SET EXERCISE: Reproduce every line of the following data verbatim, from the first line through the last, without altering any character.

RECORDS SUPPLIED:
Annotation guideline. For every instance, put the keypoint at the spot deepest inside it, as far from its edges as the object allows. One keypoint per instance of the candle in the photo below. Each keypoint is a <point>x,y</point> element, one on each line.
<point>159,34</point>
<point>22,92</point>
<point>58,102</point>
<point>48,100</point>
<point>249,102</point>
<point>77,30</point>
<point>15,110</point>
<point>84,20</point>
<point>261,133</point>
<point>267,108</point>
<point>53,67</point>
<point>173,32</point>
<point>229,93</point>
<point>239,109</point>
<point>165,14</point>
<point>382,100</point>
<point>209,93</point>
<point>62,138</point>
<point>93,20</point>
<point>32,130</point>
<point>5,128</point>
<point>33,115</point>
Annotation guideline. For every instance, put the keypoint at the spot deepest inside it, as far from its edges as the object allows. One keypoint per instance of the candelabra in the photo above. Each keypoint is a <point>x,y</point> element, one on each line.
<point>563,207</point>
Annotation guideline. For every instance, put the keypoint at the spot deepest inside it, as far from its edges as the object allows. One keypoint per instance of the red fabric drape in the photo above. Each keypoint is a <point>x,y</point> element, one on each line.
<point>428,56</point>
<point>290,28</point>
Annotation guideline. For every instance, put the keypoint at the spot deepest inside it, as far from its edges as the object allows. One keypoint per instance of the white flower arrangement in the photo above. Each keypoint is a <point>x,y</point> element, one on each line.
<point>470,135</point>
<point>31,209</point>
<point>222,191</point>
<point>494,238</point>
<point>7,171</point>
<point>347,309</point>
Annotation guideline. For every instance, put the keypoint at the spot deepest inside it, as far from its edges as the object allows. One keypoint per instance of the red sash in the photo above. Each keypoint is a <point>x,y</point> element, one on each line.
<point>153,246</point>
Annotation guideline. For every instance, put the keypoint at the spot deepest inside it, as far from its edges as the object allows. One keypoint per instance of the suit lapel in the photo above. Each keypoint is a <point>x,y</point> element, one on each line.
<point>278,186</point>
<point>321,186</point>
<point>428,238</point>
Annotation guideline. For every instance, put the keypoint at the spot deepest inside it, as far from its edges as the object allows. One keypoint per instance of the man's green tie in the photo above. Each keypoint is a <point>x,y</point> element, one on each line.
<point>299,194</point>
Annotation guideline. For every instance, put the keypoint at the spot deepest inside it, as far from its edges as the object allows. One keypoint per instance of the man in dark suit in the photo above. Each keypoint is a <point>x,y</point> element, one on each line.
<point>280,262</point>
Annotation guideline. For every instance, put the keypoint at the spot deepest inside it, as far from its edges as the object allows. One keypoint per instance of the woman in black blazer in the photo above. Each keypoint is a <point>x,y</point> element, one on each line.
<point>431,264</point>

PROBLEM SOLUTION:
Annotation guideline. For every instance, put the keypoint at the spot deepest inside it, as far from its edges as the object allows. One keypoint per instance of the candle in the photo below. Each keypoint is a <point>x,y</point> element, one on each line.
<point>159,34</point>
<point>22,92</point>
<point>58,102</point>
<point>48,100</point>
<point>249,102</point>
<point>77,30</point>
<point>15,110</point>
<point>84,20</point>
<point>261,133</point>
<point>267,108</point>
<point>53,67</point>
<point>173,32</point>
<point>229,93</point>
<point>239,109</point>
<point>165,14</point>
<point>382,100</point>
<point>209,93</point>
<point>62,138</point>
<point>93,20</point>
<point>32,130</point>
<point>5,128</point>
<point>33,115</point>
Annotation guideline. For every instance, put the keypoint at the spot deepest inside it, as far from its edges as the object allows. One keypoint per instance of the candelabra in the photo above. Each keypoint is a <point>x,y</point> element, one on each line.
<point>563,207</point>
Annotation guideline. For every instance, put the keypoint at the spot deepest inside it, as far from its edges as the object allows. One keypoint per instance of the red fabric drape in the photo above. Each keypoint is a <point>x,y</point> element, one on each line.
<point>428,56</point>
<point>290,28</point>
Annotation guideline. For every instance, put the keypoint at the spot deepest inside it, as far from its edges as the object allows. One keypoint per instance of the white flower arrangement in the photo above. Each keypoint is a <point>x,y</point> element, one on each line.
<point>470,135</point>
<point>31,209</point>
<point>222,191</point>
<point>494,238</point>
<point>7,171</point>
<point>347,309</point>
Annotation guideline. For every instance, put the keypoint at the spot deepest inside it, as far from its edges as the object allows. One keypoint per instance of the red sash in the photo above. Each keypoint is a <point>x,y</point> element, one on each line.
<point>153,246</point>
Annotation guideline. For every instance, put the keypoint at the spot deepest inside it, as far from its edges as the object allows. One keypoint per instance of the suit lapel in the photo above. Each keypoint is a <point>x,y</point> element, one on each line.
<point>278,186</point>
<point>321,186</point>
<point>428,238</point>
Annotation guideline. For every instance, put the keypoint at the spot deepest inside it, as far from its edges as the object allows. One keypoint per instance of the man's green tie in the photo above. Each keypoint is a <point>x,y</point> element, one on each line.
<point>299,194</point>
Annotation guideline. For every instance, put the keypoint at the spot deepest inside it, as far from its edges as the object allows. One keypoint per instance of the man in dark suit in the photo above. Each keypoint is a <point>x,y</point> element, one on each line.
<point>280,262</point>
Annotation guideline. For every instance, put the keypoint at the spot deepest inside it, as far from its edges as the object allows. One keypoint per instance of the woman in black blazer in the photo above. Each keypoint is a <point>x,y</point> element, one on each line.
<point>431,264</point>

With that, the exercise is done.